# [PROBLEM REQUIREMENTS]
Pull out each line of the lines below that contains the string "black". Case counts.

[start]

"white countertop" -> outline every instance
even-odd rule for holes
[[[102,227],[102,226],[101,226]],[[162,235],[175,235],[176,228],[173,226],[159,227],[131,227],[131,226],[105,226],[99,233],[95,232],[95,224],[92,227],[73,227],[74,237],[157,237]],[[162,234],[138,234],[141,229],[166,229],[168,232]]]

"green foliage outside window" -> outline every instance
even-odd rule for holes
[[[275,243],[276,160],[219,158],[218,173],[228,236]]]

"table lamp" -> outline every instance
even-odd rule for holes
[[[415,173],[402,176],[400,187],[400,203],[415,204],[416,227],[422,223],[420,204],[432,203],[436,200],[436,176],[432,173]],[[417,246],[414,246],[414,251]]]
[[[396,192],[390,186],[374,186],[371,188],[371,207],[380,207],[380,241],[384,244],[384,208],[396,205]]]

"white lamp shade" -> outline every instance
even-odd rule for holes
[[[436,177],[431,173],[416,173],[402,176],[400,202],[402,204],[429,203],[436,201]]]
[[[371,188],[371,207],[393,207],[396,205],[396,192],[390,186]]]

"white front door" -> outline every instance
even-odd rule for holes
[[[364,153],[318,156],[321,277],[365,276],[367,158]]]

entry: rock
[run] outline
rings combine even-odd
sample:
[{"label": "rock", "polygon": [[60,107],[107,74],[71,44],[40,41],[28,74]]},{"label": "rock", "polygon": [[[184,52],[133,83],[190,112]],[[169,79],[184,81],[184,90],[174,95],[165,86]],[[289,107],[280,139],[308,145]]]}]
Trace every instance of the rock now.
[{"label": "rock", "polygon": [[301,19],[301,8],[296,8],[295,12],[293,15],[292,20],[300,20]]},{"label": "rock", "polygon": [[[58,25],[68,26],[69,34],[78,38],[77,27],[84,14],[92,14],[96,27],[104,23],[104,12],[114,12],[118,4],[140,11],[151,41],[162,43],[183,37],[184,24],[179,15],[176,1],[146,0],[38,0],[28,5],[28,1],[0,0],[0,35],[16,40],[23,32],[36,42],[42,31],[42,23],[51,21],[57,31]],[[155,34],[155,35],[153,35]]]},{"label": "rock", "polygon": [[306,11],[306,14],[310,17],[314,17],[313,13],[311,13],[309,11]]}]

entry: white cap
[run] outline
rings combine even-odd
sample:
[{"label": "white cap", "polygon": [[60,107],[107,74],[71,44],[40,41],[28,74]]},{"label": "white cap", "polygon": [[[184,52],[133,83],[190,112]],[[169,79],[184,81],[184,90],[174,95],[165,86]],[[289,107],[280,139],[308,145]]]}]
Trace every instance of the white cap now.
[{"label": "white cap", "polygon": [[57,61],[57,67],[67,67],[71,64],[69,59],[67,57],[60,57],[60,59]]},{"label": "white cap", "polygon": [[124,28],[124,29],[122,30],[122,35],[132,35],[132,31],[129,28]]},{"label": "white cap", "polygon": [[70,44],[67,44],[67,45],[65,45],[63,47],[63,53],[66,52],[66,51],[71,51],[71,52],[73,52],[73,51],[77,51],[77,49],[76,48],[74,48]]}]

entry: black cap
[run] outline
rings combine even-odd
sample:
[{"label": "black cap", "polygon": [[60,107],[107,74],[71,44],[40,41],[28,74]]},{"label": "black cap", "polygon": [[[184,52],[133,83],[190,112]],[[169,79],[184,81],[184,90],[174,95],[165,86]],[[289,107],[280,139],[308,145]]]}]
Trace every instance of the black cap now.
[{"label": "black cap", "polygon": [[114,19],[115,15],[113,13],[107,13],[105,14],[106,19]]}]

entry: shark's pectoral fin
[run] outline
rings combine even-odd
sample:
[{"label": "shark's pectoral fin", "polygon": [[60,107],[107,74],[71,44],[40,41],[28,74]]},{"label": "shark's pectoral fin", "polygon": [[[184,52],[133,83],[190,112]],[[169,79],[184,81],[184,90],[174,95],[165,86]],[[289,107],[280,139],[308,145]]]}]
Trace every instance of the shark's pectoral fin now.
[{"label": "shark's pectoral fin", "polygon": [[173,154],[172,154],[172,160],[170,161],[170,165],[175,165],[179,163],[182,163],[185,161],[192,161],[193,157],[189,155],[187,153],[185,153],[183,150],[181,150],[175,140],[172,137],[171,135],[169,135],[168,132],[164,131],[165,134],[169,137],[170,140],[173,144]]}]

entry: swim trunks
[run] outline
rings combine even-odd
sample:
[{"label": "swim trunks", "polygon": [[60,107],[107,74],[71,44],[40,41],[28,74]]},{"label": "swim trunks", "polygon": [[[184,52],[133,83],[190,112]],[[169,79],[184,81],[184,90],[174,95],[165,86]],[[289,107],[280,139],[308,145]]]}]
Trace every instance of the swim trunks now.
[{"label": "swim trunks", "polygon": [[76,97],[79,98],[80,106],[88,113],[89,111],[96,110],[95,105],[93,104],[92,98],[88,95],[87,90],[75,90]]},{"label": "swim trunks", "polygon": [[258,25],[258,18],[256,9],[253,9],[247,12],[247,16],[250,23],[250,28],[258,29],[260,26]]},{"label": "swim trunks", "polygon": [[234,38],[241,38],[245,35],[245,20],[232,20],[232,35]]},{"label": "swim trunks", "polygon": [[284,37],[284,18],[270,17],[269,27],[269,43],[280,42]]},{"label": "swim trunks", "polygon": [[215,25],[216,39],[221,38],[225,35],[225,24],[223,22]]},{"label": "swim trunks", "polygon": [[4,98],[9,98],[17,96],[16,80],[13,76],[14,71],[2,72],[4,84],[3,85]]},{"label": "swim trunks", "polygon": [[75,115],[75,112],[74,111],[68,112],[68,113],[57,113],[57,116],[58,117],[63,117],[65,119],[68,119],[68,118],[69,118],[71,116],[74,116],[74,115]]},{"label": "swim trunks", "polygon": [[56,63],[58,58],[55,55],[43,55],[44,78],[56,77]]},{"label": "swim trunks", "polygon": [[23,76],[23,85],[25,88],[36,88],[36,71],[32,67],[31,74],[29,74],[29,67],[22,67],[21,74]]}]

[end]

# [THE ANSWER]
entry: black cap
[{"label": "black cap", "polygon": [[60,107],[107,74],[71,44],[40,41],[28,74]]},{"label": "black cap", "polygon": [[[184,52],[133,83],[190,112]],[[169,79],[184,81],[184,90],[174,95],[165,86]],[[289,107],[280,139],[308,145]]]}]
Trace every instance of the black cap now.
[{"label": "black cap", "polygon": [[114,19],[115,15],[113,13],[107,13],[105,14],[106,19]]}]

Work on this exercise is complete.